start

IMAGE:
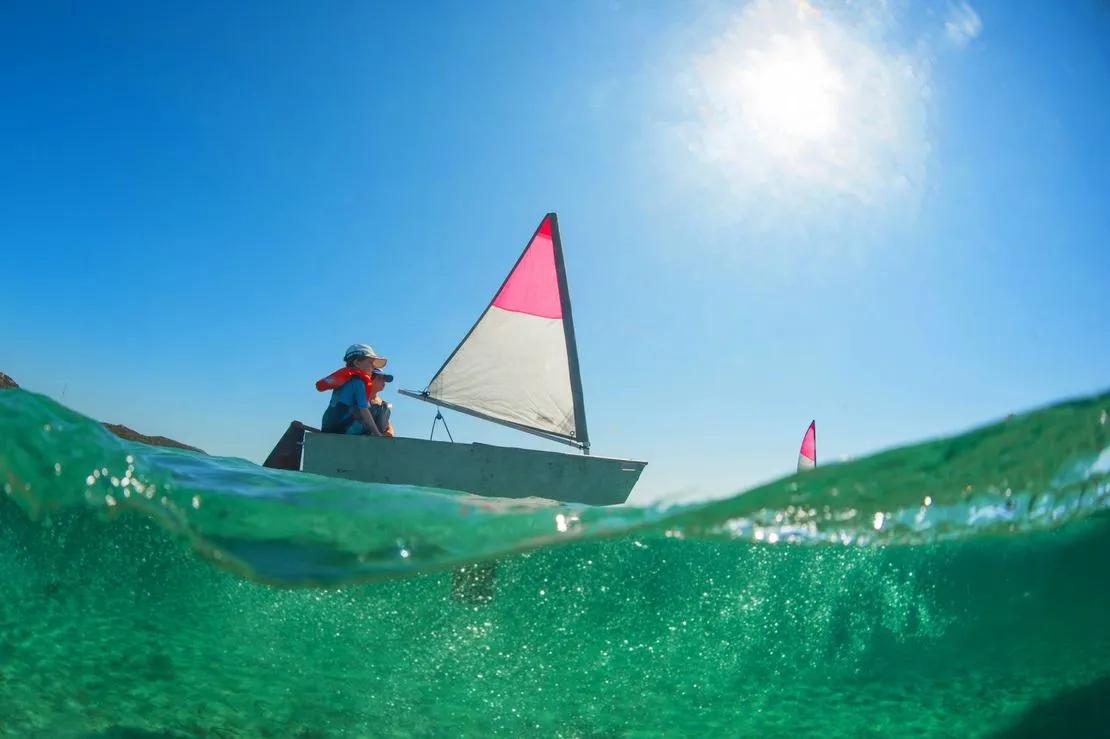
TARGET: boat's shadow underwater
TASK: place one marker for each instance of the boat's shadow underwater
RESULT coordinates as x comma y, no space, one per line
1082,711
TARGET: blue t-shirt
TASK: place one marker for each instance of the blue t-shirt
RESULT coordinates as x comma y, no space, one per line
353,393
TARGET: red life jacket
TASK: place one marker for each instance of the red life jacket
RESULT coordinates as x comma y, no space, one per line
340,377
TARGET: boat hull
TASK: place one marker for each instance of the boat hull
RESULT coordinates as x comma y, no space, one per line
477,468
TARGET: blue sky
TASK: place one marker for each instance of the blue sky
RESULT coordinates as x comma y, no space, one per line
886,216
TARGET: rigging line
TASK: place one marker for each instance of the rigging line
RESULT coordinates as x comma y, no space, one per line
439,417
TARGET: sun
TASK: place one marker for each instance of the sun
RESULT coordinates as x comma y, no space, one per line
790,93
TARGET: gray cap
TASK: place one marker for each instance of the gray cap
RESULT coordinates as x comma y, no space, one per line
357,351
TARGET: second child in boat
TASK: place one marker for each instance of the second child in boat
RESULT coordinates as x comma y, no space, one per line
353,386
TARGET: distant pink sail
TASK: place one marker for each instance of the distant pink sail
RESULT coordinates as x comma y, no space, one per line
807,455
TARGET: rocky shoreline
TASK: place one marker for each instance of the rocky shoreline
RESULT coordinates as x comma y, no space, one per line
119,429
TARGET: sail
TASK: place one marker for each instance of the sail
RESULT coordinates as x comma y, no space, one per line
807,455
518,364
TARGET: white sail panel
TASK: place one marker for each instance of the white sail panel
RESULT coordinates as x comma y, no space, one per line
512,367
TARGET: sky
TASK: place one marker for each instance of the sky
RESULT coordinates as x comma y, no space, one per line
886,216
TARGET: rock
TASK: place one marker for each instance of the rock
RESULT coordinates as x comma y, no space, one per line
119,429
132,435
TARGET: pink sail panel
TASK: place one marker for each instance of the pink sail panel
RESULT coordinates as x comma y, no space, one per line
807,455
533,285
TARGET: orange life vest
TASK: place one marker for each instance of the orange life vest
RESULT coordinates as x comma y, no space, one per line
340,377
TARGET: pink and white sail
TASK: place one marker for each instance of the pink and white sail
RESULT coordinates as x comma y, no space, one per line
807,455
514,366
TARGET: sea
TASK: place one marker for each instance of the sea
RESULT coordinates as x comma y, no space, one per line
959,587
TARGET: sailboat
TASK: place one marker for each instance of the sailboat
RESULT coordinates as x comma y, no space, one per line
517,366
807,455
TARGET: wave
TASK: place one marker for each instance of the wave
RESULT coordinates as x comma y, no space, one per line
1028,473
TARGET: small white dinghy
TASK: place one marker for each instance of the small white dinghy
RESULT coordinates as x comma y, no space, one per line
517,366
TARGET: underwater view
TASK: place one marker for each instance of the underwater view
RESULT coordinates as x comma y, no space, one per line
956,587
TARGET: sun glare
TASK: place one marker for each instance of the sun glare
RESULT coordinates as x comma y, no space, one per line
791,93
786,103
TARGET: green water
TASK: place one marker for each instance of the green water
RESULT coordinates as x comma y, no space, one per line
952,588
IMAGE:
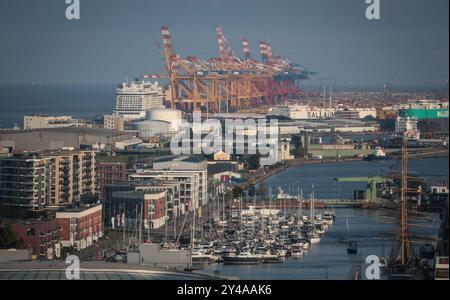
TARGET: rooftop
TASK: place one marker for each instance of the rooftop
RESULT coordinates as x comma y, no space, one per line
56,270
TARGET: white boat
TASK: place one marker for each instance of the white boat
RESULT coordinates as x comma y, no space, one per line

end

■ **AIM**
Arrange every line of the records above as a numbered list, skipping any blank lines. Leave the pictures out of the answer.

■ **COMPLETE ANSWER**
1. IMAGE:
2. TARGET: boat's shadow underwater
3. TASK: place one marker for each instance of the boat's shadow underwater
4. RESULT coordinates as x comma y, no space, one per line
5. 1082,711
6. TARGET: blue t-shirt
7. TASK: place one marker for each instance of the blue t-shirt
8. RESULT coordinates as x comma y, no space, one per line
9. 353,393
10. TARGET: red life jacket
11. TASK: place one marker for each instance of the red life jacket
12. RESULT coordinates as x comma y, no space, one per line
13. 340,377
14. TARGET: boat hull
15. TASK: place one marker for each instance of the boat hull
16. RESULT coordinates as x comma y, no space, one per line
17. 477,468
18. TARGET: blue sky
19. TASK: place one marker for each instance of the blue sky
20. RESULT coordinates as x comma y, no space, one per line
21. 886,216
22. TARGET: rigging line
23. TASK: place one marker for each instance of the rigging line
24. RESULT coordinates as x comma y, no space, one per line
25. 439,417
26. TARGET: sun
27. TASK: place one marker for each instance of the sun
28. RESULT coordinates as x comma y, no space, one per line
29. 790,93
30. TARGET: gray cap
31. TASK: place one marker for each instance of the gray cap
32. RESULT coordinates as x comma y, no space, one per line
33. 357,351
34. TARGET: second child in boat
35. TASK: place one marker for each instance of the second child in boat
36. RESULT coordinates as x comma y, no space, one per line
37. 353,386
38. TARGET: distant pink sail
39. TASK: place one marker for each instance of the distant pink sail
40. RESULT coordinates as x comma y, no space, one per line
41. 807,455
42. TARGET: rocky shoreline
43. TASK: place one marker for each instance of the rocky shoreline
44. RESULT coordinates as x comma y, no space, one per line
45. 119,429
46. TARGET: sail
47. TASK: place one marker for each instance of the sail
48. RESULT coordinates as x comma y, no space, one per line
49. 807,455
50. 518,364
51. TARGET: white sail panel
52. TASK: place one marker for each instance of the white sail panel
53. RESULT coordinates as x comma y, no space, one per line
54. 512,367
55. TARGET: sky
56. TASK: place one marker for each instance of the sky
57. RESULT coordinates as x comma y, no space, one per line
58. 886,216
59. TARGET: rock
60. TASK: place one marker for each instance of the rock
61. RESULT coordinates as x comma y, no space, one per line
62. 119,429
63. 132,435
64. TARGET: pink sail panel
65. TASK: place one marker for each instance of the pink sail panel
66. RESULT coordinates as x comma y, no space, one per line
67. 807,455
68. 533,285
69. TARGET: orange life vest
70. TASK: place one marker for each instance of the orange life vest
71. RESULT coordinates as x comma y, no space, one per line
72. 340,377
73. TARGET: pink and white sail
74. TASK: place one marker for each instance of the pink and white sail
75. RESULT coordinates as x comma y, no space, one per line
76. 807,455
77. 514,366
78. TARGET: sea
79. TASK: place one marker for each instance of the sea
80. RESULT coordinates as x comma y, no space, one per line
81. 959,587
82. TARGET: sailboat
83. TASK: place one marker for each instance of the sailboat
84. RESULT coordinates as x comma y, no space, one per line
85. 517,366
86. 807,455
87. TARGET: wave
88. TASK: place one marker for each instance of the wave
89. RESULT coordinates as x comma y, no space, one per line
90. 1028,473
91. TARGET: small white dinghy
92. TASK: place one marker for each instance of the small white dinghy
93. RESULT coordinates as x comma y, no space, one per line
94. 517,366
95. TARGET: underwater view
96. TASK: place one marker for each instance of the underwater view
97. RESULT coordinates as x comma y, no space, one per line
98. 956,587
99. TARGET: sun glare
100. TASK: place one marker for each instance of the sun glare
101. RESULT coordinates as x comma y, no space, one per line
102. 791,93
103. 786,103
104. TARGET: green water
105. TASK: place one marker for each instance of the green water
106. RESULT coordinates as x comma y, no space, one per line
107. 952,588
108. IMAGE:
109. TARGET: rooftop
110. TASK: place one marker for each instance of the rooftop
111. RESULT coordinates as x comma y, no space, one per line
112. 56,270
113. TARGET: white boat
114. TASK: place one marker for each instance of the white boat
115. RESULT coordinates as x comma y, no space, one per line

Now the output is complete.